▶ **Records for this exercise**
>>
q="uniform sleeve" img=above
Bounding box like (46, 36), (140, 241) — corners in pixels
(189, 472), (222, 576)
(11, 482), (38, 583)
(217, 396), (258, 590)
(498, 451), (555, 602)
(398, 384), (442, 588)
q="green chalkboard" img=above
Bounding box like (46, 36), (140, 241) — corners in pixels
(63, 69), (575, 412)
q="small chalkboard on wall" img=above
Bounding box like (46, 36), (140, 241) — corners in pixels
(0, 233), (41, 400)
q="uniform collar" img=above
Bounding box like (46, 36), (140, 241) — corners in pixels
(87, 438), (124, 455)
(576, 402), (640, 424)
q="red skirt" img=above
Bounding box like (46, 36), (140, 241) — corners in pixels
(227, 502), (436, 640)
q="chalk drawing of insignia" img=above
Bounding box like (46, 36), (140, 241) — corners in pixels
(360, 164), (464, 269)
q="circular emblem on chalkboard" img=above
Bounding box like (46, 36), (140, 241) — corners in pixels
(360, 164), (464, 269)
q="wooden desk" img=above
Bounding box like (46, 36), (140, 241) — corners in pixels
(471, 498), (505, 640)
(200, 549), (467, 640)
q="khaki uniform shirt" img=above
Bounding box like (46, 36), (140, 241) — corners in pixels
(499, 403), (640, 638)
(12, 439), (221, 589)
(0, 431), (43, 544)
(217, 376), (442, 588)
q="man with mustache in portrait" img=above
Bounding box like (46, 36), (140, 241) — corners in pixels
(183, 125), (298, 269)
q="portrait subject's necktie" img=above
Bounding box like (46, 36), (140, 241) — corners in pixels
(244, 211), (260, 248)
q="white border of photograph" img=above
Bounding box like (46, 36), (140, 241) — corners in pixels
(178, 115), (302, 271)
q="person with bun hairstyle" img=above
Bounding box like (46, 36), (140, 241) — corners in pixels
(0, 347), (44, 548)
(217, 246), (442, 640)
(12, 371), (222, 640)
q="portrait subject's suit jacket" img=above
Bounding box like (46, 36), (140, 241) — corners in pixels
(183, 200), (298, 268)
<<
Locate the line with "with mustache in" in the entries above; extract it and every line after it, verbatim.

q="man with mustache in portrait" img=above
Bounding box like (46, 36), (140, 241) — corners in pixels
(183, 125), (298, 269)
q="portrait subject's necktie" img=above
Bounding box like (46, 36), (140, 241) — corners in pixels
(244, 211), (260, 248)
q="white border of photograph" img=above
Bounding box like (46, 36), (140, 241) — corners in pixels
(178, 115), (302, 271)
q="person with bun hairstyle" img=above
Bounding box like (46, 36), (140, 241) — corners in pixels
(0, 347), (44, 548)
(217, 246), (442, 640)
(12, 371), (222, 640)
q="portrait subject's suit jacket" img=above
Bounding box like (46, 36), (140, 241) — corners in pixels
(183, 200), (298, 268)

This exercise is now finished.